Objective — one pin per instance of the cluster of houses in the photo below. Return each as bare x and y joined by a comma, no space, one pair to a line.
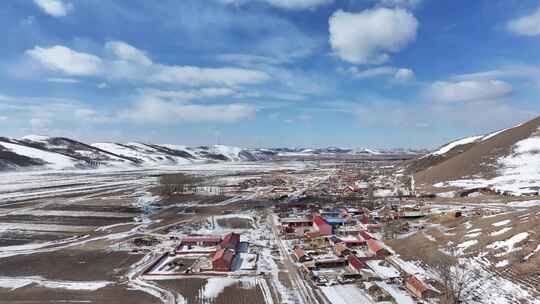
345,247
223,250
206,254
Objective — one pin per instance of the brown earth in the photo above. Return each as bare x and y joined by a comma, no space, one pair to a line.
479,159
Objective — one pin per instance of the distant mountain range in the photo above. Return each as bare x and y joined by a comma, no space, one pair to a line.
58,153
507,161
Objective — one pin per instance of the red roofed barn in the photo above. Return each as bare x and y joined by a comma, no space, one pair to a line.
321,225
222,260
355,263
230,241
377,248
420,289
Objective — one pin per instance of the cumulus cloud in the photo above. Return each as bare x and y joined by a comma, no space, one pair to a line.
506,72
63,59
527,25
63,80
286,4
165,107
469,90
158,110
299,4
369,36
124,51
130,63
397,74
187,95
197,76
55,8
404,75
400,3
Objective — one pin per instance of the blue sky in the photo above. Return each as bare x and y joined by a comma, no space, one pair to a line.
351,73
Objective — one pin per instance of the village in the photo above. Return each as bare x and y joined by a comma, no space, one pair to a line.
338,250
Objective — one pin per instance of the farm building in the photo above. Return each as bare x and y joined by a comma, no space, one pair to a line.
230,241
296,222
420,289
378,248
223,259
321,225
365,235
355,264
200,240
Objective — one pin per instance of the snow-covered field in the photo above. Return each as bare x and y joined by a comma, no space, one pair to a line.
518,173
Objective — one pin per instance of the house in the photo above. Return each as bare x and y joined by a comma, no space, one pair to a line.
223,259
341,250
378,248
330,262
230,241
321,225
200,240
355,264
296,222
420,289
301,255
335,221
365,235
377,293
352,241
319,242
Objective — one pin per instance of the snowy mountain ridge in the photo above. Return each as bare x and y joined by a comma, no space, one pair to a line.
57,153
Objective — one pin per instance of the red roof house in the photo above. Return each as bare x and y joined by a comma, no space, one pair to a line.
223,259
201,240
230,241
420,289
355,263
321,225
377,248
365,235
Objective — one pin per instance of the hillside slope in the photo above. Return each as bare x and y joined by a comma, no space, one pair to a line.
507,161
57,153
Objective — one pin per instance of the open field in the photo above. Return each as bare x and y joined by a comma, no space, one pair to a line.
113,236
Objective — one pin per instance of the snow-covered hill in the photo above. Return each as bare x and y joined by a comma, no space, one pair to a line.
57,153
507,161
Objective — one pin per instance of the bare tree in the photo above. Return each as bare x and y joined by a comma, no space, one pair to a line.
176,183
455,278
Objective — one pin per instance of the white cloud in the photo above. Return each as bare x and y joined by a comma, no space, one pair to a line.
400,3
286,4
63,80
165,107
506,72
161,111
55,8
469,90
127,52
369,36
299,4
187,95
404,75
197,76
398,74
63,59
526,25
130,63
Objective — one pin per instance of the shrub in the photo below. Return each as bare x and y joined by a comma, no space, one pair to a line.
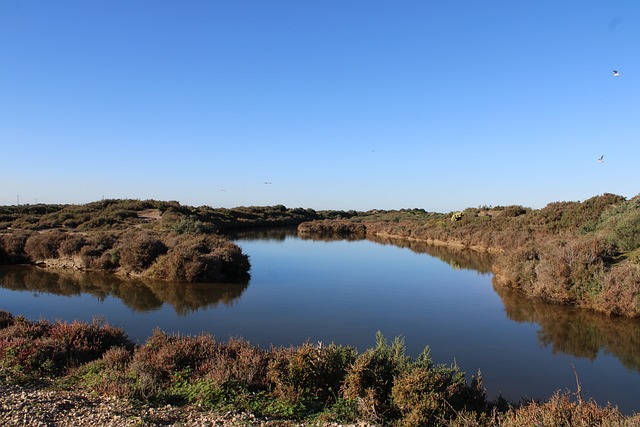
370,379
138,250
6,319
41,246
41,348
310,373
560,410
430,395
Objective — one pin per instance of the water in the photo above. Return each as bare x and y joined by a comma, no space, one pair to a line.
343,292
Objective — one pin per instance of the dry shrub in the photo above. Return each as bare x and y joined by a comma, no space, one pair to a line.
200,258
12,247
6,319
164,356
237,363
138,250
41,348
621,291
41,246
370,378
97,252
71,244
309,372
430,395
561,411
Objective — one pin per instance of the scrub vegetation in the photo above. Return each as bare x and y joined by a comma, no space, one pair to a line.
150,239
584,254
313,382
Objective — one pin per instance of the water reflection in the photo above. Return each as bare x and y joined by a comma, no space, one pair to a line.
137,294
465,259
576,331
276,234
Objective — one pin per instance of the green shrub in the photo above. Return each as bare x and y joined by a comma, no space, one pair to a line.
310,373
430,395
370,379
138,250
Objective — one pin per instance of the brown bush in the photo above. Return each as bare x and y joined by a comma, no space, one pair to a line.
310,372
431,395
43,348
200,258
621,291
12,247
139,249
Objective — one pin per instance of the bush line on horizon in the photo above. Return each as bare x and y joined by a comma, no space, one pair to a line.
585,254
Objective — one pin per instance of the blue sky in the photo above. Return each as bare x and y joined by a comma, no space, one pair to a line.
337,104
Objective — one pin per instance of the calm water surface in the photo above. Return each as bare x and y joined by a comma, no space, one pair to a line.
345,291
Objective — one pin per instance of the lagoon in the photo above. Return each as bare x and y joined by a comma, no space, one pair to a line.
344,291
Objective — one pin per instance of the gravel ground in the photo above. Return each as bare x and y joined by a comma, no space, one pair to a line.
37,407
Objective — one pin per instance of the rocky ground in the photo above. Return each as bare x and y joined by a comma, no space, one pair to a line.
39,407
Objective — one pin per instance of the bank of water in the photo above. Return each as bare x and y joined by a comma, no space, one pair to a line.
343,292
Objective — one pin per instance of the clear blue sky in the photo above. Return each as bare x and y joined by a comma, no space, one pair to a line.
339,104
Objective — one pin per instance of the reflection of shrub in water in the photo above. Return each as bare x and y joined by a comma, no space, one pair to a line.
466,259
138,294
574,331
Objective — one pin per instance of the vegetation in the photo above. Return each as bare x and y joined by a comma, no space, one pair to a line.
151,239
316,382
584,254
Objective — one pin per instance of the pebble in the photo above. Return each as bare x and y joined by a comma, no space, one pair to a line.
24,405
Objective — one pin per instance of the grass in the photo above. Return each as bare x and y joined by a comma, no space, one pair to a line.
314,383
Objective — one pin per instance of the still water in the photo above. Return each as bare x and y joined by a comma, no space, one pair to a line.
343,292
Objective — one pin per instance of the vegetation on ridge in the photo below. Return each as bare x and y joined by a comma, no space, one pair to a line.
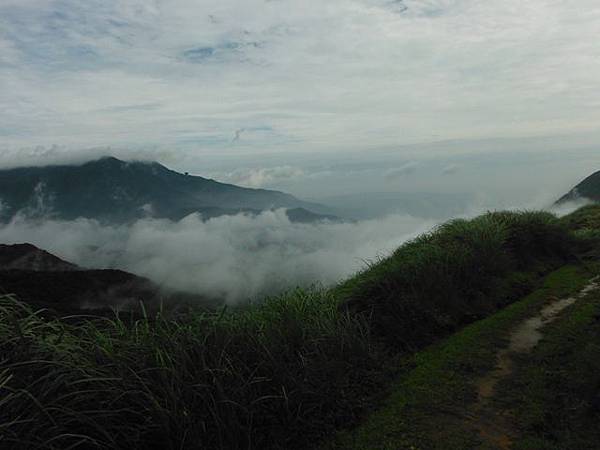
278,374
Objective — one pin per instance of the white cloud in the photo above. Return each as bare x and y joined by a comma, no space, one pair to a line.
451,169
396,173
313,74
235,257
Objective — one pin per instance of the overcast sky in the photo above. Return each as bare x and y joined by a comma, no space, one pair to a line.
249,76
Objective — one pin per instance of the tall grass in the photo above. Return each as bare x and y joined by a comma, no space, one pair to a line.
459,272
278,374
275,375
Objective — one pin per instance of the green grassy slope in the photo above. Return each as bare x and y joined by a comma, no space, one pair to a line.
280,374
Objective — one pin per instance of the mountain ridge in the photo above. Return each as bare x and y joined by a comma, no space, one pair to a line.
589,189
115,191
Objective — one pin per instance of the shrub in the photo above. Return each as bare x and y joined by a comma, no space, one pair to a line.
459,272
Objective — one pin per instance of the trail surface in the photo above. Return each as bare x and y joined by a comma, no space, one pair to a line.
496,427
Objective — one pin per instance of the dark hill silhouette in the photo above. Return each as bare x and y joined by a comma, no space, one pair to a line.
587,189
46,281
29,257
115,191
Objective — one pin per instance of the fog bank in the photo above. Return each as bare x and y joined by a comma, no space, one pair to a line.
230,257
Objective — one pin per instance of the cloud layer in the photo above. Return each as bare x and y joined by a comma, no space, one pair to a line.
258,75
232,257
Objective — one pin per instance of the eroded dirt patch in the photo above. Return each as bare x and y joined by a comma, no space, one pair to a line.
495,427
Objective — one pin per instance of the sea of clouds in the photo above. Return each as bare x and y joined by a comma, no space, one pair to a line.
231,257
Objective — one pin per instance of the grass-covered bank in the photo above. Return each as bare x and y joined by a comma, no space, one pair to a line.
280,374
428,406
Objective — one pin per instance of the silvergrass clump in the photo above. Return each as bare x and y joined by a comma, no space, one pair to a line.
455,274
272,375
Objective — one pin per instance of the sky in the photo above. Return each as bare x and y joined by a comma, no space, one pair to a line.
210,78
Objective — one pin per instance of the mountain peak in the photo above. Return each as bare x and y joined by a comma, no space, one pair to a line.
588,189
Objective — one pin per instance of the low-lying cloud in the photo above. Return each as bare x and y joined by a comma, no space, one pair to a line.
231,257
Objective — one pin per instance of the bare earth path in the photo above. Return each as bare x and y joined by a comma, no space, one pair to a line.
496,427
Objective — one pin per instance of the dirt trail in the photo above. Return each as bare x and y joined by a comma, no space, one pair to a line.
495,426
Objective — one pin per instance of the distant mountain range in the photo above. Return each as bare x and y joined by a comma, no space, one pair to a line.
115,191
588,189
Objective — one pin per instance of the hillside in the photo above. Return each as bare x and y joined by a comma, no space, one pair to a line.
43,280
115,191
587,189
29,257
393,355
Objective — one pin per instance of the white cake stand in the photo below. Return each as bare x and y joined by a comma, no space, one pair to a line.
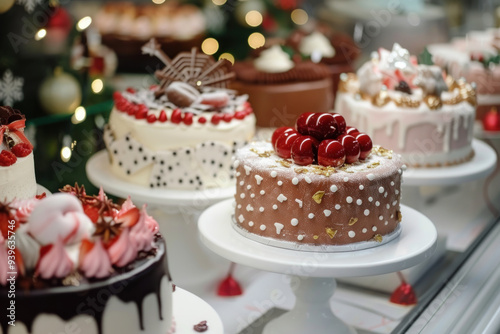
480,166
177,212
313,273
189,310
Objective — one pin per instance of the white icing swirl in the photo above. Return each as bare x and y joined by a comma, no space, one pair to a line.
59,216
317,46
273,60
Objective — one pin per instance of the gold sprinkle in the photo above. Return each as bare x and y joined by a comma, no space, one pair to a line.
399,215
331,233
318,196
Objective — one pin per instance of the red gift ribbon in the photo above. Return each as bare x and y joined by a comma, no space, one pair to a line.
16,128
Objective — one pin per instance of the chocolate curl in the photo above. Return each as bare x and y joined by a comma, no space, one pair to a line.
15,128
229,287
404,293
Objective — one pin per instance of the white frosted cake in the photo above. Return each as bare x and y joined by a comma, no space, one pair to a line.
182,133
17,168
410,108
82,263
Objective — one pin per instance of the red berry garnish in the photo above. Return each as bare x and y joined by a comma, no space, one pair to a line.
351,147
176,116
350,130
284,144
278,133
331,153
301,124
365,145
7,158
303,151
22,150
341,125
163,116
151,118
188,118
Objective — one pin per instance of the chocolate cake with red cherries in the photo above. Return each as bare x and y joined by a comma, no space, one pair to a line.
322,186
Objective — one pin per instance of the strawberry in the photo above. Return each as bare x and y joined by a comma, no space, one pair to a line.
92,212
85,247
128,218
7,158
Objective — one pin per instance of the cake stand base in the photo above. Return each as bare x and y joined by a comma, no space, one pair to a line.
312,273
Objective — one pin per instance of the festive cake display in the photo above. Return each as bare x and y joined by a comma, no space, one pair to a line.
323,45
182,133
280,89
17,168
126,26
476,59
426,118
321,186
79,261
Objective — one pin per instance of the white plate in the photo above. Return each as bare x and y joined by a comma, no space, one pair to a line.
99,173
480,166
189,310
415,244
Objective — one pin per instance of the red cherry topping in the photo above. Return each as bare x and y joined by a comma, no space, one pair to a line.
176,116
278,133
365,145
284,144
304,150
350,130
151,118
341,125
301,124
351,147
22,149
7,158
331,153
188,118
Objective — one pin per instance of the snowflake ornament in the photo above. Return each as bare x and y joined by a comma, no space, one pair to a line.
11,88
29,5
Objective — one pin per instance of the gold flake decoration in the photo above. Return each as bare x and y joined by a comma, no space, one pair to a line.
285,163
318,196
381,99
265,154
352,221
433,102
331,232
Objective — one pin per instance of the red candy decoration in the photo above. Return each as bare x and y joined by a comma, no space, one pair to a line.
351,147
284,143
331,153
304,149
365,145
278,133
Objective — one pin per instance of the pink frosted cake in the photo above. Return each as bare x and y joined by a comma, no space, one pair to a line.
82,262
411,108
17,168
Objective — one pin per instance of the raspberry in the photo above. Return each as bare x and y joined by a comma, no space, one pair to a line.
22,150
7,158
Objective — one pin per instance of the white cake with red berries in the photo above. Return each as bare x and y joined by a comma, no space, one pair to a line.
17,168
411,108
182,133
75,261
320,187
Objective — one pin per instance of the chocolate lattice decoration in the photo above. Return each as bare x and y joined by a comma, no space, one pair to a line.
195,68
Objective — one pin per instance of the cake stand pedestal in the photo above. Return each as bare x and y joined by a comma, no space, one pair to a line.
192,265
313,273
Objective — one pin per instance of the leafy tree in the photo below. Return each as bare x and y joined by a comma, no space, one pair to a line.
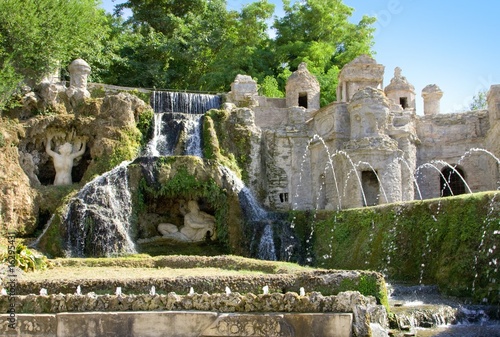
202,45
479,101
270,88
39,35
247,48
319,33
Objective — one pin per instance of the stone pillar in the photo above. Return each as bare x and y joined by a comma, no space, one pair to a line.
432,99
243,91
302,89
493,99
79,71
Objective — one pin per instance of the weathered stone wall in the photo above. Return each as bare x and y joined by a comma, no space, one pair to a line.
445,139
182,324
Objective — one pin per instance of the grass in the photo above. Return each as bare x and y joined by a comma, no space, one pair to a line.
127,273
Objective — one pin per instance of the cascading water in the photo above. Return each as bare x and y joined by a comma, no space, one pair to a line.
262,225
193,131
98,218
168,130
177,112
166,101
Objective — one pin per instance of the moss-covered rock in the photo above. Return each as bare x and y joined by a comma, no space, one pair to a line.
450,242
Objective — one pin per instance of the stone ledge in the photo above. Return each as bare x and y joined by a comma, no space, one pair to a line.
179,324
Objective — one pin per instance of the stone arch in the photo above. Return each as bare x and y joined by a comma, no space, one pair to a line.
452,181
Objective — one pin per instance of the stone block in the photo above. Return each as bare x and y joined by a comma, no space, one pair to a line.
134,324
29,325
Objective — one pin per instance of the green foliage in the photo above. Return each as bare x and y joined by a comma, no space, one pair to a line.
184,185
270,88
145,125
25,259
126,148
217,140
479,101
319,33
446,242
38,36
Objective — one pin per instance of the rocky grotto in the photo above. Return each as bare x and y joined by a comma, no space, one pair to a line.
92,170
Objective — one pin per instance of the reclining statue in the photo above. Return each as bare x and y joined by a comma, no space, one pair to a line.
198,226
63,161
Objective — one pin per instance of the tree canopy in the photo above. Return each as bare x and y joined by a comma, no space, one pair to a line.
38,35
181,45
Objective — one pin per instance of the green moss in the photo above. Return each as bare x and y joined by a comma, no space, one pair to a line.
227,141
145,125
368,285
126,148
447,242
184,185
98,92
145,96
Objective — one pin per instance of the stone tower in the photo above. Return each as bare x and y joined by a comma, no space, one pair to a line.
79,71
400,91
432,99
360,73
302,89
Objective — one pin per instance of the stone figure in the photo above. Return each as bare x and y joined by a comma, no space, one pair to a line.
79,71
63,161
197,225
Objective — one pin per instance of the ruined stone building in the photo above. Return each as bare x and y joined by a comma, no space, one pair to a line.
370,146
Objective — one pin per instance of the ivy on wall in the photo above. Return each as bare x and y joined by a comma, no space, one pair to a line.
450,242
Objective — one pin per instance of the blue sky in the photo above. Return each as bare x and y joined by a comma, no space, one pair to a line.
454,44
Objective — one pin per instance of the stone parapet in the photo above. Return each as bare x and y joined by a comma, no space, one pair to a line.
183,324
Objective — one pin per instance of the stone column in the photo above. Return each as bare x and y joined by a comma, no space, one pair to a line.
79,71
493,100
432,99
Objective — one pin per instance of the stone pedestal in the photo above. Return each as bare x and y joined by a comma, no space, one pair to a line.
432,99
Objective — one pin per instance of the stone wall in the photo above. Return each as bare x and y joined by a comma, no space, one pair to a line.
447,139
180,324
346,314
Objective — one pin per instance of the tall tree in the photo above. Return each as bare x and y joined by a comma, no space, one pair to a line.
203,45
38,35
319,32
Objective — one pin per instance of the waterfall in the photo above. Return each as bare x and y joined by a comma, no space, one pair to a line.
168,130
193,131
158,144
267,250
97,220
166,101
259,222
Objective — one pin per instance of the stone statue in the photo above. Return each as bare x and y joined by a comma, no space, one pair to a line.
79,71
63,161
197,225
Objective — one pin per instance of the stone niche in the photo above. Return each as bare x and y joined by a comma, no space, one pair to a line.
360,73
369,111
400,91
432,95
243,91
302,89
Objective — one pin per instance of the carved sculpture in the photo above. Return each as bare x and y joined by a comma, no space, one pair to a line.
197,225
63,161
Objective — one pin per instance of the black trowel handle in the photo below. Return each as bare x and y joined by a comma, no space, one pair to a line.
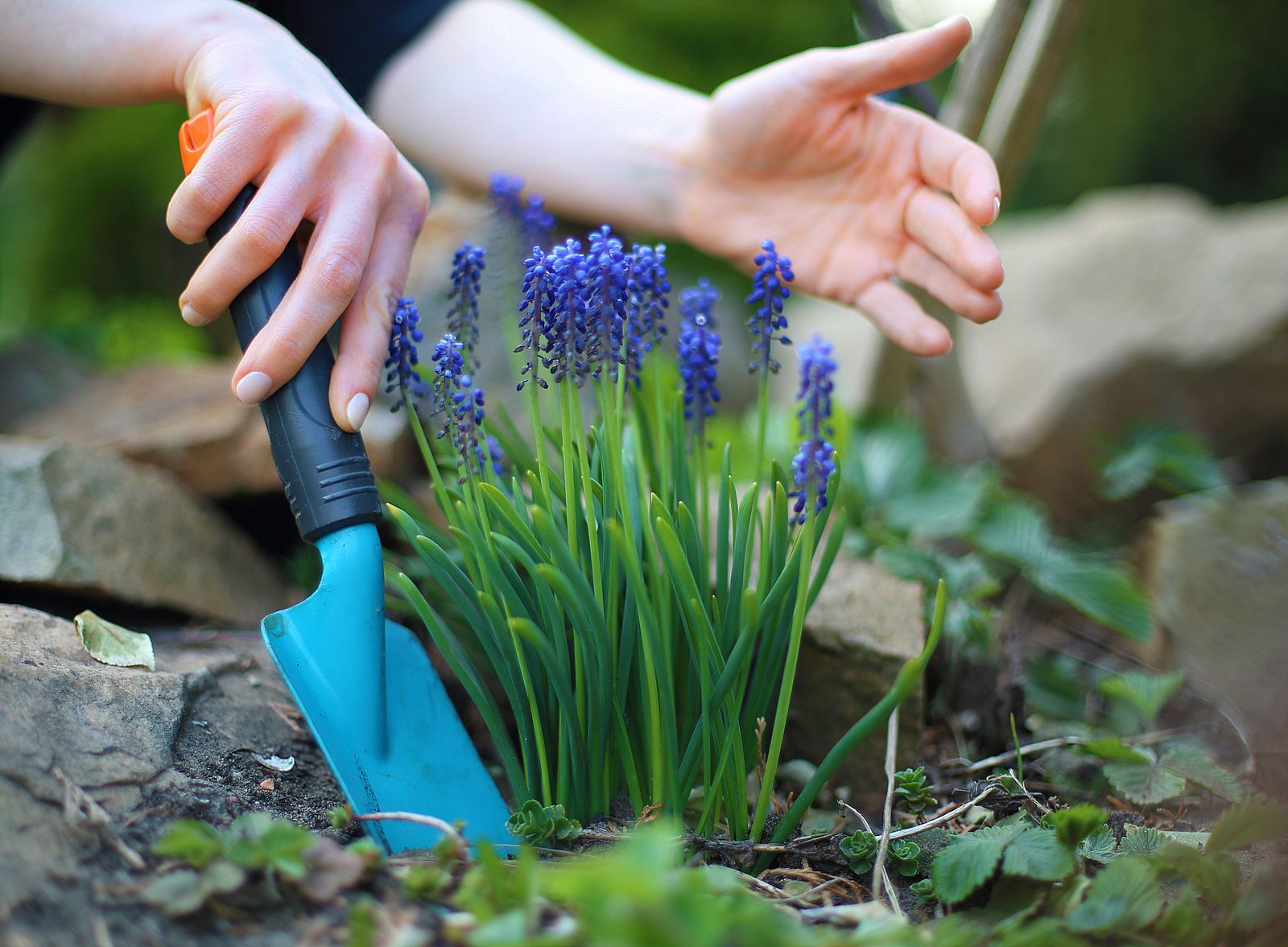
325,469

·····

- **Aim**:
Reproduce, word for word, every line from the one containing "Objective — one pin per instance of the waterfall" through the end of the entries, with both ends included. Leave the pictures out of your copy.

- **Result**:
Objective — one pin per instance of the waterfall in the photo above. Return each as bare x and y joined by a comma, no space, one pair to a line.
168,130
193,131
158,144
267,250
97,220
166,101
259,222
Objective — one pin per instance of the stone statue in the photo above. Return each as bare x and y joined by a comma, no space, one pair to a line.
79,71
63,161
197,225
Objective — one pin per instance of the stone niche in the photo above. Return each as bare x and y joined by a comma, no space, one pair to a line.
360,73
369,111
400,91
432,95
243,91
302,89
Objective — one pin per instance of the carved sculpture in the photo above. Return each as bare x and y joined by a comma, no space, one pair to a line.
197,225
63,161
Objective — one pin per instance of the black trowel handle in the photo below. Return each as bare x and y joined by a comma, no space, one pair to a line.
325,469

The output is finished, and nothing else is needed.